— Start Data —

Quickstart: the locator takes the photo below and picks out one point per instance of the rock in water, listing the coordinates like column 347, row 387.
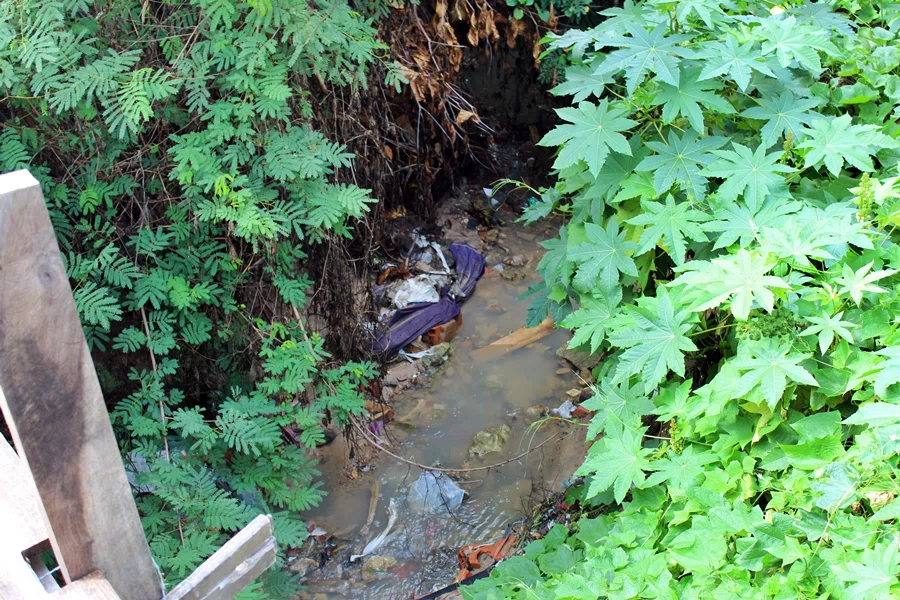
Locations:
column 377, row 564
column 304, row 566
column 489, row 441
column 536, row 411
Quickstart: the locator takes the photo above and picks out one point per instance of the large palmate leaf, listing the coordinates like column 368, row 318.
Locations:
column 673, row 222
column 888, row 371
column 615, row 407
column 616, row 462
column 654, row 334
column 753, row 174
column 875, row 575
column 602, row 257
column 582, row 81
column 680, row 161
column 736, row 60
column 643, row 52
column 742, row 278
column 769, row 363
column 783, row 115
column 826, row 326
column 591, row 320
column 858, row 282
column 790, row 41
column 553, row 266
column 833, row 141
column 680, row 471
column 688, row 95
column 737, row 223
column 592, row 131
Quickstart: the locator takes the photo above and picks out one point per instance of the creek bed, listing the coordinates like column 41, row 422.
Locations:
column 462, row 398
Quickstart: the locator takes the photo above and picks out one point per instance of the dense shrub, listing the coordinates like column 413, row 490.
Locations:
column 729, row 175
column 186, row 185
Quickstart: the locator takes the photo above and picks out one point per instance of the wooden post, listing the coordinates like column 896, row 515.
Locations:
column 54, row 407
column 242, row 559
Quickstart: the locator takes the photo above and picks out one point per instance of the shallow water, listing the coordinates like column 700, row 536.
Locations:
column 466, row 397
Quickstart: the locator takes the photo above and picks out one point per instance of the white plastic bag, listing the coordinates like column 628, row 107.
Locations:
column 435, row 492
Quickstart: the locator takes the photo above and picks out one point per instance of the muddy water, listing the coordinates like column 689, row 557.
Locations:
column 462, row 398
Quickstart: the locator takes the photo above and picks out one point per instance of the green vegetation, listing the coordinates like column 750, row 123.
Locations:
column 173, row 142
column 729, row 172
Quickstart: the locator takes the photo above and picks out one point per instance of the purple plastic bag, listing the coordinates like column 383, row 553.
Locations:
column 408, row 323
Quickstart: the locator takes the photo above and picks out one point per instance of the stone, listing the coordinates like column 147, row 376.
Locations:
column 536, row 411
column 489, row 441
column 513, row 274
column 440, row 353
column 304, row 566
column 377, row 564
column 581, row 360
column 401, row 373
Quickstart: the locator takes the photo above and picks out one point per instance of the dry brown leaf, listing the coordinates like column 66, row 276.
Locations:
column 465, row 115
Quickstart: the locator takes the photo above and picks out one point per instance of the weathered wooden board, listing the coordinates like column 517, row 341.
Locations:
column 54, row 407
column 514, row 341
column 242, row 559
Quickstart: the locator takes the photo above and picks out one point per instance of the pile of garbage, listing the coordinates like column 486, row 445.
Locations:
column 428, row 300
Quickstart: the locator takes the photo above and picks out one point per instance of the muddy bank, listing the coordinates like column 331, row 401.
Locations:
column 435, row 419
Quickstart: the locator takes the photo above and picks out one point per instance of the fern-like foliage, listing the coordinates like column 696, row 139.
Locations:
column 184, row 181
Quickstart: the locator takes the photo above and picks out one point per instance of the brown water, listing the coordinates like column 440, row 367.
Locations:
column 466, row 397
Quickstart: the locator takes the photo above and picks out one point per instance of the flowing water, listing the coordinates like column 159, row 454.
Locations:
column 440, row 420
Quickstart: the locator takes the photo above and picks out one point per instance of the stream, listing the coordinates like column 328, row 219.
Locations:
column 434, row 425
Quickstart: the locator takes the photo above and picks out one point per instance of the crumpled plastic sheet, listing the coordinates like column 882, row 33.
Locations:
column 408, row 323
column 434, row 492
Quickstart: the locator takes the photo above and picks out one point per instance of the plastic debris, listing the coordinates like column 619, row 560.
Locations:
column 411, row 321
column 374, row 544
column 565, row 410
column 416, row 290
column 435, row 491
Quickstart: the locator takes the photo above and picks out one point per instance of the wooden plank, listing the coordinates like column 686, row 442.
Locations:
column 22, row 527
column 514, row 341
column 44, row 575
column 54, row 408
column 91, row 587
column 242, row 559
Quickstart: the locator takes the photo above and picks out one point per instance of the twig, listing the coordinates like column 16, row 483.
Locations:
column 413, row 463
column 162, row 413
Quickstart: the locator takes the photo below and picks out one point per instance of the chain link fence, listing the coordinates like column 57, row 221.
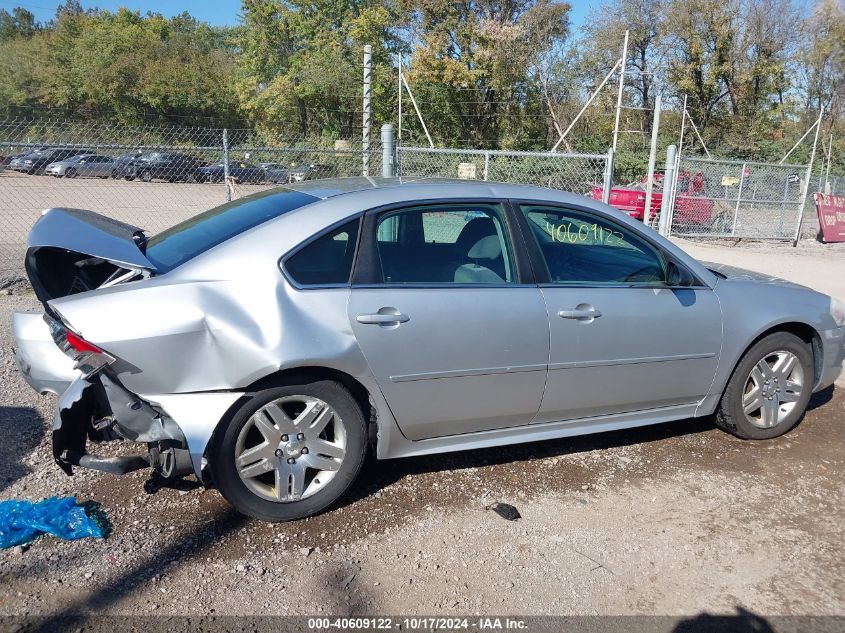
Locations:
column 580, row 173
column 152, row 177
column 725, row 198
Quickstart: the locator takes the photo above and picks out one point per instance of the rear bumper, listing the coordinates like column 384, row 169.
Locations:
column 41, row 363
column 833, row 356
column 100, row 409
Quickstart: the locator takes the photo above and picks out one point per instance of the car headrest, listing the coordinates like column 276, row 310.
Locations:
column 486, row 248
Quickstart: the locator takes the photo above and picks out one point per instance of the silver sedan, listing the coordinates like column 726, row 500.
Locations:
column 90, row 165
column 266, row 344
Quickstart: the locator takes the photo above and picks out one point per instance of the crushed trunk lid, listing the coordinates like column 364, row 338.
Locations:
column 74, row 250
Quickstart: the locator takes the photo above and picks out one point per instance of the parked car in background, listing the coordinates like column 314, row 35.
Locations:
column 265, row 345
column 239, row 170
column 85, row 165
column 15, row 159
column 692, row 208
column 311, row 171
column 35, row 162
column 168, row 166
column 275, row 173
column 120, row 162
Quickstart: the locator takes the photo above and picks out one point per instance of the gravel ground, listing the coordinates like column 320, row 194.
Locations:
column 676, row 519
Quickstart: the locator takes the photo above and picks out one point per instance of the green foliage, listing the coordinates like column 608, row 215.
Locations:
column 121, row 65
column 485, row 73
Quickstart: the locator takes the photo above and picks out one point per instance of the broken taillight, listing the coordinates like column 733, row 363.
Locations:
column 80, row 344
column 89, row 358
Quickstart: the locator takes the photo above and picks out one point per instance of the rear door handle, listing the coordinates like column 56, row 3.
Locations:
column 582, row 312
column 382, row 319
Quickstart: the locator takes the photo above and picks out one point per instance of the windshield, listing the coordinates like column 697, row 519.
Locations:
column 178, row 244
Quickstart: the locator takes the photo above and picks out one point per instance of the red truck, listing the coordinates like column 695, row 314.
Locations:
column 691, row 209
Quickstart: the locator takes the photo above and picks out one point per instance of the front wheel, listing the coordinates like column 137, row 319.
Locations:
column 769, row 390
column 291, row 451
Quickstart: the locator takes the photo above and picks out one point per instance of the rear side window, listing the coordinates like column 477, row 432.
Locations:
column 327, row 260
column 445, row 244
column 194, row 236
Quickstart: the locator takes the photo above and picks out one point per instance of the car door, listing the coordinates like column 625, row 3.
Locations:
column 452, row 327
column 100, row 166
column 624, row 336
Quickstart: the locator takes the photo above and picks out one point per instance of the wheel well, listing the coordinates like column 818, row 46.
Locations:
column 286, row 376
column 806, row 333
column 300, row 374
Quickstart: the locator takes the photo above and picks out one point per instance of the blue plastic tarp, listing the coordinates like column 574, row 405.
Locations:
column 23, row 521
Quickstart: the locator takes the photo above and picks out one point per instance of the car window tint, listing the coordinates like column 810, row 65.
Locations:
column 463, row 244
column 182, row 242
column 326, row 260
column 580, row 248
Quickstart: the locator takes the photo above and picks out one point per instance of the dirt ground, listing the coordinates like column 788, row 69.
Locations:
column 811, row 263
column 678, row 519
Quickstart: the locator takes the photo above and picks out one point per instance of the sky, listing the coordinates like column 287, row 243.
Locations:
column 216, row 12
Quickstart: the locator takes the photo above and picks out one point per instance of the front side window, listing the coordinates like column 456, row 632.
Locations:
column 327, row 260
column 445, row 244
column 581, row 248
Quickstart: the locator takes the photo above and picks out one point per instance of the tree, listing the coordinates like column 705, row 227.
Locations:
column 474, row 62
column 301, row 62
column 18, row 23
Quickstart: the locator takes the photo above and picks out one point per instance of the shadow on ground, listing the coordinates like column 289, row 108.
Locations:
column 21, row 430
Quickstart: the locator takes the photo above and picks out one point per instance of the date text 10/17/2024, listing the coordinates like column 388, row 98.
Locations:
column 479, row 623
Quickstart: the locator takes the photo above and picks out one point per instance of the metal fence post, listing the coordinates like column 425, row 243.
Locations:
column 670, row 181
column 608, row 177
column 652, row 159
column 226, row 164
column 739, row 197
column 388, row 164
column 365, row 140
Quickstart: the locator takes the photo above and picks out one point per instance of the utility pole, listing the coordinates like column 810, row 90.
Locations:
column 622, row 67
column 652, row 157
column 365, row 140
column 399, row 137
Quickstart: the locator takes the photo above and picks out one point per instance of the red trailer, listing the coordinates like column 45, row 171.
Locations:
column 691, row 208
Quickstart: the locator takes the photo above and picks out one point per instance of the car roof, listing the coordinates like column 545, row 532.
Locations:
column 421, row 188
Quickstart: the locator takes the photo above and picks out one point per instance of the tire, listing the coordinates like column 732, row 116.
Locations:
column 784, row 394
column 259, row 496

— End Data —

(Task to carry out) Turn the rows above into a two-column CSV with the headers "instruction" and "locations", one line per row. Begin at the line that has "137, row 319." and stop after the line that has "column 194, row 236". Put each row's text and its answer in their own quoted fields, and replace line breaks with spaces.

(Completed exercise)
instruction,locations
"Quickstart: the locator takes the photo above and picks out one point per instance of the front wheel, listing the coordinates like column 137, row 319. Locations:","column 769, row 390 column 291, row 451"
"Quickstart: the locator takes the photo above and picks out one point per instance of the rear side window, listing the coordinates like column 477, row 432. Locations:","column 327, row 260 column 445, row 244 column 194, row 236"